_ACTION ITEM 1_
Summarize the blog post on side income in two sentences.
_ACTION ITEM 2_
Retype the blog post on side income word for word, between "5) Write articles" and "of the profits.", inclusive.

_PASSAGE PROVIDED_
————————
Thursday, May 31, 2007

Ways to Generate Income - Aside from Your Primary Job

Hello everyone.
In my last post, I said that I would discuss ways to generate a stream of income aside from your primary job. I will outline five different ways, and dedicate one post a piece to each.

The five different ways are (and there are many more, but these are five that resound with me):

1) Buy stocks, and either sell them for a profit in one or two years, or hold them for extended periods (3-20 years) of time and collect dividends.

2) Buy rental property in areas where real estate has stabilized or is reasonably priced, particularly in college towns.

3) Create a blog and have companies advertise on your site.

4) Buy domain names on the internet.

5) Write articles on www.helium.com.


Ok, so number 1. Buy stocks. A few posts ago, I explained what a stock is. But I'll explain it again. A stock is ownership in a company. If you own McDonald's stock (symbol: MCD), whenever somebody buys a grilled chicken salad or a McFlurry, you, as the owner of the company are entitled to a portion of the profits.

Now, now, you may say. I can't possibly own all of McDonald's. But that doesn't mean you can't own some of it. For a more in-depth look at what stocks are, check out the post entitled, The Difference Between Stocks, Bonds, and Mutual Funds.
————————
_THE DATA_

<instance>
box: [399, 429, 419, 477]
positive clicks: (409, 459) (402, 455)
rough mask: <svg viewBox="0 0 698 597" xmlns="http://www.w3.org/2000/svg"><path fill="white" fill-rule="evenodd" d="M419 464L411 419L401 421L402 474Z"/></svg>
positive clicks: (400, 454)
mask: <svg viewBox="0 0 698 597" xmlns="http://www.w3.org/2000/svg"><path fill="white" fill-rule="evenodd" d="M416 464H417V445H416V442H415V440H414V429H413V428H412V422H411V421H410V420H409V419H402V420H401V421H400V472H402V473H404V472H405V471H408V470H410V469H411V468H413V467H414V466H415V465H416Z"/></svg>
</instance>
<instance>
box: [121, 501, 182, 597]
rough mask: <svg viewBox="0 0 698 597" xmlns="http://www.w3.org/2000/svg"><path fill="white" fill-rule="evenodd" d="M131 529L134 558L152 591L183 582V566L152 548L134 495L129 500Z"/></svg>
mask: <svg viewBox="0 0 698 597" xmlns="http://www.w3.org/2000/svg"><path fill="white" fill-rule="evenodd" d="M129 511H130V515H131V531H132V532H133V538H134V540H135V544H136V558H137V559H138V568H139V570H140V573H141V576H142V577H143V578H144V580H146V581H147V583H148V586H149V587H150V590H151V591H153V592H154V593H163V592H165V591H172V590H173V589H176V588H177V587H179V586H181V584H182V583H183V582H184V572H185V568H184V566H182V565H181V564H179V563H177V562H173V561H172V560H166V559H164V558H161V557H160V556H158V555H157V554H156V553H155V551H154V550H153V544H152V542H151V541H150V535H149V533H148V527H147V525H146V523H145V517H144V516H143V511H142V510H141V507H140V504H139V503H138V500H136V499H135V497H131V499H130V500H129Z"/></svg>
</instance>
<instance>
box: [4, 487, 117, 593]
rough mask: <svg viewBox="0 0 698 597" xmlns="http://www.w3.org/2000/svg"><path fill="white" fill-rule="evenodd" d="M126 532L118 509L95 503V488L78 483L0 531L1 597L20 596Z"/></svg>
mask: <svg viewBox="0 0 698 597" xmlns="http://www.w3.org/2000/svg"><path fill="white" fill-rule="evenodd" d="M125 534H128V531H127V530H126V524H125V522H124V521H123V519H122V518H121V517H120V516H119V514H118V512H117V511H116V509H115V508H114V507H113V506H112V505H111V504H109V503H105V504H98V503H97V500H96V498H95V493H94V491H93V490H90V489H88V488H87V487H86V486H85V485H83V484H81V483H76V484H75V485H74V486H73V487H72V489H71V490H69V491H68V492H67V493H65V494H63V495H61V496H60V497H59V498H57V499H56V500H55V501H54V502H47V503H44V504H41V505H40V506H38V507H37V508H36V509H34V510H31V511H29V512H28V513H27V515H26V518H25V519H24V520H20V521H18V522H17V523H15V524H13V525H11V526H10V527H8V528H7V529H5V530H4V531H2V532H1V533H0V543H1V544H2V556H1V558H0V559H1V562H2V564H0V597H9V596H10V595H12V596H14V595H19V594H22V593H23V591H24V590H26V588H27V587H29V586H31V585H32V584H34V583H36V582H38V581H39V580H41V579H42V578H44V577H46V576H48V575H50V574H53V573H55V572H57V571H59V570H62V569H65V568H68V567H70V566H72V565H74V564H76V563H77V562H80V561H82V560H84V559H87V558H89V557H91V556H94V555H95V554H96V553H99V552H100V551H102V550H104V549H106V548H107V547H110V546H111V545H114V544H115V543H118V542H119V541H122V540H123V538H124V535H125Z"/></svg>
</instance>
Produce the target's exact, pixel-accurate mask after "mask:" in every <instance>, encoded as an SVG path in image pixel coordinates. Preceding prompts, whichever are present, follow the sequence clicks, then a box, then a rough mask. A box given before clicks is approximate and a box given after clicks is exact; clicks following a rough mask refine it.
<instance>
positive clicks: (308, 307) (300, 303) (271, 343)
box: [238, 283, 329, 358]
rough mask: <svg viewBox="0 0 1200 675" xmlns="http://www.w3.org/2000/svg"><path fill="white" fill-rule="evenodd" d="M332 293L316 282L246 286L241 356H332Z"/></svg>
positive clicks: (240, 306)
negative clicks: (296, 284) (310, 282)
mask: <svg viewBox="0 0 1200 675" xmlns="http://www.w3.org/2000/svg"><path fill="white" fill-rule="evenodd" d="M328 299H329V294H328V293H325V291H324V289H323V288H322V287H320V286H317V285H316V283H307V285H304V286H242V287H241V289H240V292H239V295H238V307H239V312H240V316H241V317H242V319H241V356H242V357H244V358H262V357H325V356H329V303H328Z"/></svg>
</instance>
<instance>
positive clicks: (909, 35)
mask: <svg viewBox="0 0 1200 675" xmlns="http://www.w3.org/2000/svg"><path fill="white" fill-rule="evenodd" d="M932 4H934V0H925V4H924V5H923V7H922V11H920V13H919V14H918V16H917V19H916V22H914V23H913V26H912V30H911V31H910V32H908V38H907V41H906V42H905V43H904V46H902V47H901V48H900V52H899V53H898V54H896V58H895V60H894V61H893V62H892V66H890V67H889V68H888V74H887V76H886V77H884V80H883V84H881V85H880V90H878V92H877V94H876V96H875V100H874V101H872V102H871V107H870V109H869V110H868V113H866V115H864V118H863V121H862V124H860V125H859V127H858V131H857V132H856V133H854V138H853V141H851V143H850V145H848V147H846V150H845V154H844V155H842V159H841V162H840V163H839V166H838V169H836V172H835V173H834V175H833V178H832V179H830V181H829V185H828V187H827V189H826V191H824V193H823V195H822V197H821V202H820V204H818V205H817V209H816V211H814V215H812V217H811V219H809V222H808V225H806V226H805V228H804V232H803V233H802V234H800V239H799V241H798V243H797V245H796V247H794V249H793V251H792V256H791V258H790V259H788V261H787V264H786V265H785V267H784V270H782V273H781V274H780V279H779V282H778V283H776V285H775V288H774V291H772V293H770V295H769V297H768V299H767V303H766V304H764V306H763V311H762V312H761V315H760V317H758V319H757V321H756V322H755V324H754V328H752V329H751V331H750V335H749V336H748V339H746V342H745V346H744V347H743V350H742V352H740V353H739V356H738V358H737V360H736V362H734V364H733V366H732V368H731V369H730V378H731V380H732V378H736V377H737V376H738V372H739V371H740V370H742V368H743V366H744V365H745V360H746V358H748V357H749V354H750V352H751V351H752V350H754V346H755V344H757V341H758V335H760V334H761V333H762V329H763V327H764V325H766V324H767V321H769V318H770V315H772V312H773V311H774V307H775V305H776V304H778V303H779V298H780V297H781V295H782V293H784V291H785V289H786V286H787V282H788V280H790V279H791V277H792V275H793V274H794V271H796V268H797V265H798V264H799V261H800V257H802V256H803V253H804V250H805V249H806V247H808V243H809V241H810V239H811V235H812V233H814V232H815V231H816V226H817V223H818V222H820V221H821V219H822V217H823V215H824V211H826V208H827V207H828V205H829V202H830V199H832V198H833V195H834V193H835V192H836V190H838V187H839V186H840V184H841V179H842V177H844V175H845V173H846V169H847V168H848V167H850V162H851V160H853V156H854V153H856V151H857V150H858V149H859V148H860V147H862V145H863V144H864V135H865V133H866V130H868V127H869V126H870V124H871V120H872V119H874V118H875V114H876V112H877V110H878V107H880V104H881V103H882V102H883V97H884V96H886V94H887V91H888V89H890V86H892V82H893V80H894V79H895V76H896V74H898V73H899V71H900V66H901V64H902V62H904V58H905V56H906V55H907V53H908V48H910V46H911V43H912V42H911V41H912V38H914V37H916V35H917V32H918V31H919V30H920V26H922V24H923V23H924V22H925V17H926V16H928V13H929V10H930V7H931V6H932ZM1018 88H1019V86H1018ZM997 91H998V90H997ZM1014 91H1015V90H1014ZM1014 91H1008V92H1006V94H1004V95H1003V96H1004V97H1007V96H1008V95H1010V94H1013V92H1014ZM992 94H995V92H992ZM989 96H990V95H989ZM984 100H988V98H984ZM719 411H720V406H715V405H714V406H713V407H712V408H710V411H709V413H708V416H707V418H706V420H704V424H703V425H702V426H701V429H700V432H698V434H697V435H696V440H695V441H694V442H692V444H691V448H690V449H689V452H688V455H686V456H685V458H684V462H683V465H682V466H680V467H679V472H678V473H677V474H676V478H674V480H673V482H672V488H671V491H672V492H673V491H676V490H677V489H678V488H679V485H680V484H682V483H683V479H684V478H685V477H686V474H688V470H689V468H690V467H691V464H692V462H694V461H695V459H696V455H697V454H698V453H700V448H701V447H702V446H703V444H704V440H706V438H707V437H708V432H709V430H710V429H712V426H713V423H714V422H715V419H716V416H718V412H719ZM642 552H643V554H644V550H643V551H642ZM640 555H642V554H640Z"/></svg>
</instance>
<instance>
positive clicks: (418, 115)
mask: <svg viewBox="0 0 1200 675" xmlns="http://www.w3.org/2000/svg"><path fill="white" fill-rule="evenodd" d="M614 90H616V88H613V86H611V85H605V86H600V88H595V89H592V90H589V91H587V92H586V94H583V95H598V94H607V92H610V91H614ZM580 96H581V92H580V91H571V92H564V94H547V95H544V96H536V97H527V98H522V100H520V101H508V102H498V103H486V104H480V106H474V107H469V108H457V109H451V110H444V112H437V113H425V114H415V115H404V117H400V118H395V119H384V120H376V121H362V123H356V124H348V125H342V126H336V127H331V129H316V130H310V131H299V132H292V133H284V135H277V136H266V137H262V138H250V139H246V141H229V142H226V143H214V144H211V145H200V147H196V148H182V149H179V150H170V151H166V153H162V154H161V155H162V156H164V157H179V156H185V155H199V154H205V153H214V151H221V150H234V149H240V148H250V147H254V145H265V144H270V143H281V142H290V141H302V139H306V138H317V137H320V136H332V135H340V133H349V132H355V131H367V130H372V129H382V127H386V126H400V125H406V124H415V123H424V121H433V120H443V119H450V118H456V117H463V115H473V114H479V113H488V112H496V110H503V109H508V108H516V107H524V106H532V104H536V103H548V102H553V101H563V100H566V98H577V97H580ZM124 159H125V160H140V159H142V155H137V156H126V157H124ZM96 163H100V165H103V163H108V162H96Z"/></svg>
————————
_WRITTEN ANSWER 1_
The post lists five ways to earn income aside from a primary job: buying stocks, buying rental property, creating a blog with advertising, buying domain names, and writing articles on www.helium.com. It begins with stocks, explaining that a stock is ownership in a company that entitles the owner to a portion of its profits, and that one can own some of a company such as McDonald's without owning all of it.

_WRITTEN ANSWER 2_
5) Write articles on www.helium.com.


Ok, so number 1. Buy stocks. A few posts ago, I explained what a stock is. But I'll explain it again. A stock is ownership in a company. If you own McDonald's stock (symbol: MCD), whenever somebody buys a grilled chicken salad or a McFlurry, you, as the owner of the company are entitled to a portion of the profits.